# START OF Selected extract

Question

If \[ \frac{3}{x + y} + \frac{12}{2x - y} = \frac{7}{3} \text{ and } \frac{6}{x + y} + \frac{18}{2x - y} = \frac{11}{3}, \text{ then } x^2 + y^2 = \]

• A. 34
• B. 41
• C. 25
• D. 7

Hint:

When solving simultaneous equations, defining new variables can often simplify the process. Remember to substitute back carefully to find the final solution.

Answer 1

The Correct Option is B

Step 1: Defining variables.
Let \( a = x + y \) and \( b = 2x - y \). The given equations then become: \[ \frac{3}{a} + \frac{12}{b} = \frac{7}{3} \quad \text{(A)} \] \[ \frac{6}{a} + \frac{18}{b} = \frac{11}{3} \quad \text{(B)} \]

Step 2: Solving the system of equations.

# END OF Selected extract
# START OF Provided information

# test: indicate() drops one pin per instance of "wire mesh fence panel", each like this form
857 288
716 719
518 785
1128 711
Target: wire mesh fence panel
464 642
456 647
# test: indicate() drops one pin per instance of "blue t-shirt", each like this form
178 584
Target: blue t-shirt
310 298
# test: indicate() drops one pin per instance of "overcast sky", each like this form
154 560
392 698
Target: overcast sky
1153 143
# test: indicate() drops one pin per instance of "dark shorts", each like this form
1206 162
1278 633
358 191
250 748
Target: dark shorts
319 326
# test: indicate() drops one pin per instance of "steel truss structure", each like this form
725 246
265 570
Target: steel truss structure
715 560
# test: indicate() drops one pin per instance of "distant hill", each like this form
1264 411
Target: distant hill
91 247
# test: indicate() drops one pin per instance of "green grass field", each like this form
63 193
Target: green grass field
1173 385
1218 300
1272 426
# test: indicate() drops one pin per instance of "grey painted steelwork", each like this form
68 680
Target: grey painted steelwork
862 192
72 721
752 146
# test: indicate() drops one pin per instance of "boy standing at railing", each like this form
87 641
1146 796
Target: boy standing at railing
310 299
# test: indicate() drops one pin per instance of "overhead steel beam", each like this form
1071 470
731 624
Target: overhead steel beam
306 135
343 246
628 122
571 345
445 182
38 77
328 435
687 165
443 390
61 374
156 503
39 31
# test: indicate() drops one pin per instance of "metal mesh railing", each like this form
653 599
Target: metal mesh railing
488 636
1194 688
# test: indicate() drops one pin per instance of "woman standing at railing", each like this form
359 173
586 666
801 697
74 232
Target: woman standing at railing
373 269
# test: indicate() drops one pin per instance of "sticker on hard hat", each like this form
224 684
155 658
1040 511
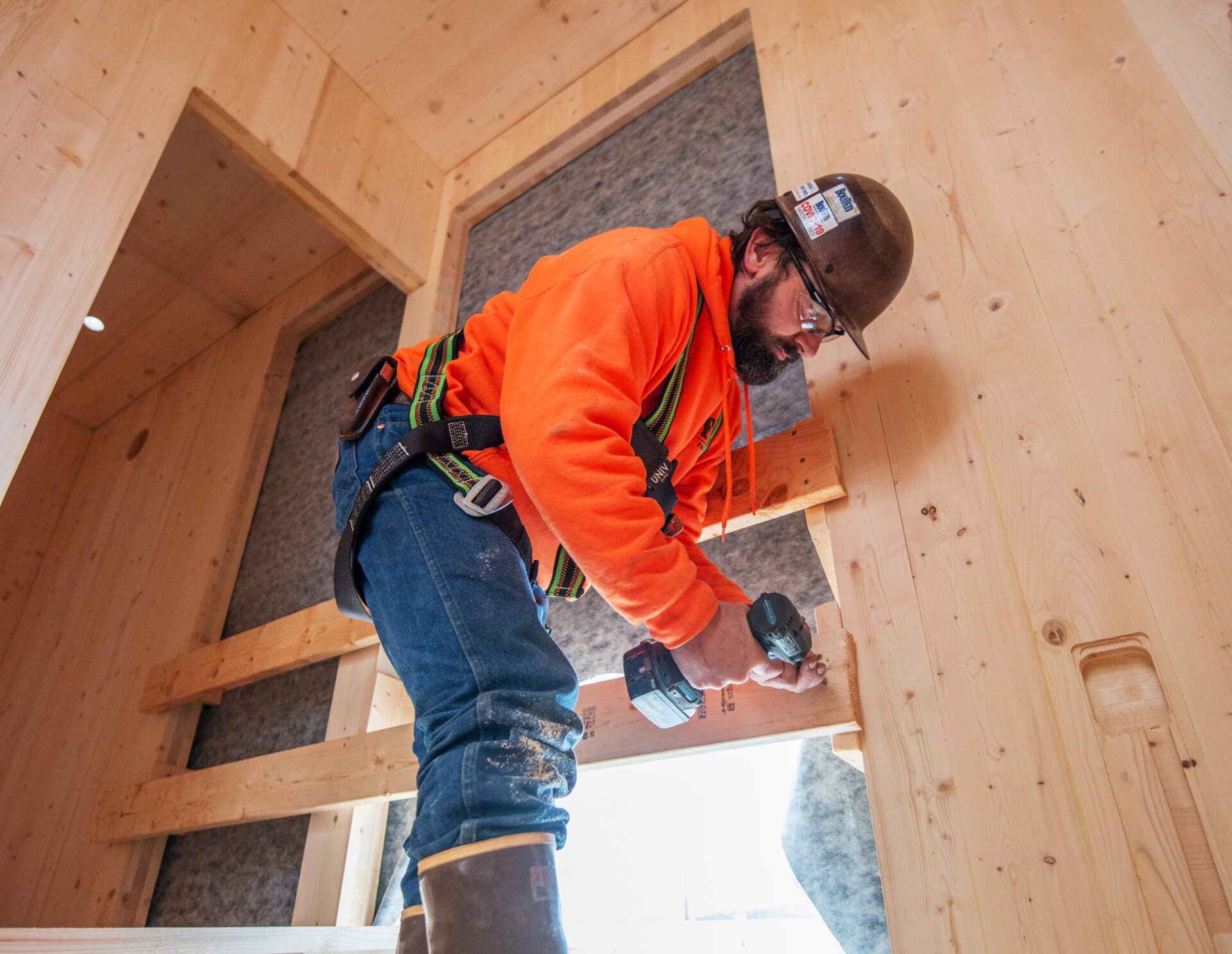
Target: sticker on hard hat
816 217
803 191
842 202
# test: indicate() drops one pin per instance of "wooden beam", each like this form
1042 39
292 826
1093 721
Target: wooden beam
341 861
799 469
321 871
677 49
795 470
200 941
381 766
311 635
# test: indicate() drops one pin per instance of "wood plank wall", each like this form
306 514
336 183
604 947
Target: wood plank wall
1036 460
143 559
90 94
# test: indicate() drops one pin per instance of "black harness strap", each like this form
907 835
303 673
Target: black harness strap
472 431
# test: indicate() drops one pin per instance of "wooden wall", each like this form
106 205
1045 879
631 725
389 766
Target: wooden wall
142 561
90 94
1032 555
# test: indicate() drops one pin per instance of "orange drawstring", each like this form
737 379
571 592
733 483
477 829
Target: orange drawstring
727 451
753 459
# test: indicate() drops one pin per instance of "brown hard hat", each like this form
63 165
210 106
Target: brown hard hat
858 243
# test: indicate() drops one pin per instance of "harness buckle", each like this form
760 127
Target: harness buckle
488 496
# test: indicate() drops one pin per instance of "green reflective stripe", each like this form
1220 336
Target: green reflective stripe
663 415
456 470
714 433
428 403
569 581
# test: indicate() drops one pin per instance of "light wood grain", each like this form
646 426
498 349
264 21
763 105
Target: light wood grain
32 509
459 79
678 48
796 470
95 96
341 861
200 941
381 766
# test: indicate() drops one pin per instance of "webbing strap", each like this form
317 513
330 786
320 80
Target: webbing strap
569 581
428 404
463 433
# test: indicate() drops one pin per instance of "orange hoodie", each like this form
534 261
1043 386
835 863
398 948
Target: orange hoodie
570 363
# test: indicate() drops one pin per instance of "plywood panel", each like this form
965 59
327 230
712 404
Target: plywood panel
674 51
72 174
1192 42
1014 546
381 766
148 545
458 79
31 510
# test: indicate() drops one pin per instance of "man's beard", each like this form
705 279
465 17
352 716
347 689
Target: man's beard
752 344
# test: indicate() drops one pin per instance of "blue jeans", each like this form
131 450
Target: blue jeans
465 629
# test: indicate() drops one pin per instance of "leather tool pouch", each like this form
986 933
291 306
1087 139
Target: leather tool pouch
368 390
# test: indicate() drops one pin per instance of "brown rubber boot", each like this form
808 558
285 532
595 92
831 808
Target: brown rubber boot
413 932
497 896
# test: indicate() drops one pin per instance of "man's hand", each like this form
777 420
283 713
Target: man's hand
724 652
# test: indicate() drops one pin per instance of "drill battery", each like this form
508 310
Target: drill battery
664 695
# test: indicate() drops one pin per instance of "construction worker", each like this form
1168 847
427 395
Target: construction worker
481 474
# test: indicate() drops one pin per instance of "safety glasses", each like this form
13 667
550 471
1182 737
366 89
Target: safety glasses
815 311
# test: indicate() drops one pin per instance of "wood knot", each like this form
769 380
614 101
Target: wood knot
139 443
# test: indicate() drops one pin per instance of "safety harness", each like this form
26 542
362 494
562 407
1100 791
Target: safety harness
481 494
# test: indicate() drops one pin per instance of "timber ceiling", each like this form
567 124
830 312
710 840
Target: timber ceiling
458 73
210 245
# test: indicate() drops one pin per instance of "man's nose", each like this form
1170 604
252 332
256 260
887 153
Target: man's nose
809 343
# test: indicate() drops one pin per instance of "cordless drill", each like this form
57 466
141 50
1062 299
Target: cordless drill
664 695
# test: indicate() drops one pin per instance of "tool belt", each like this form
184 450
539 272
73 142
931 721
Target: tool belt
441 439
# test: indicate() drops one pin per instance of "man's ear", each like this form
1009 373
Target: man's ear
759 254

# END OF Provided information

Written problem 1
Set down the part of the simultaneous equations problem from "When solving simultaneous" to "1: Defining variables." word for word.
Written problem 2
Supply the next part of the worked solution to the simultaneous equations problem, picking up after its last line.

Task output 1
When solving simultaneous equations, defining new variables can often simplify the process. Remember to substitute back carefully to find the final solution.

Answer 1

The Correct Option is B

Step 1: Defining variables.

Task output 2
We can multiply equation (A) by 2 and subtract from equation (B) to eliminate \( a \). Multiplying (A) by 2: \[ \frac{6}{a} + \frac{24}{b} = \frac{14}{3} \quad \text{(C)} \] Now subtract equation (B) from equation (C): \[ \left( \frac{6}{a} + \frac{24}{b} \right) - \left( \frac{6}{a} + \frac{18}{b} \right) = \frac{14}{3} - \frac{11}{3} \] \[ \frac{6}{b} = \frac{3}{3} = 1 \] Thus, \[ b = 6 \]

Step 3: Substituting \( b = 6 \) in equation (A).
Substitute \( b = 6 \) in equation (A): \[ \frac{3}{a} + \frac{12}{6} = \frac{7}{3} \] \[ \frac{3}{a} + 2 = \frac{7}{3} \] \[ \frac{3}{a} = \frac{7}{3} - 2 = \frac{1}{3} \] Thus, \[ a = 9 \]

Step 4: Finding \( x^2 + y^2 \).
We now have \( a = x + y = 9 \) and \( b = 2x - y = 6 \). Solve these two equations: 1) \( x + y = 9 \)
2) \( 2x - y = 6 \) Add these equations: \[ x + y + 2x - y = 9 + 6 \] \[ 3x = 15 \] \[ x = 5 \] Substitute \( x = 5 \) into \( x + y = 9 \): \[ 5 + y = 9 \] \[ y = 4 \] Finally, calculate \( x^2 + y^2 \): \[ x^2 + y^2 = 5^2 + 4^2 = 25 + 16 = 41 \]

Final Answer: 41.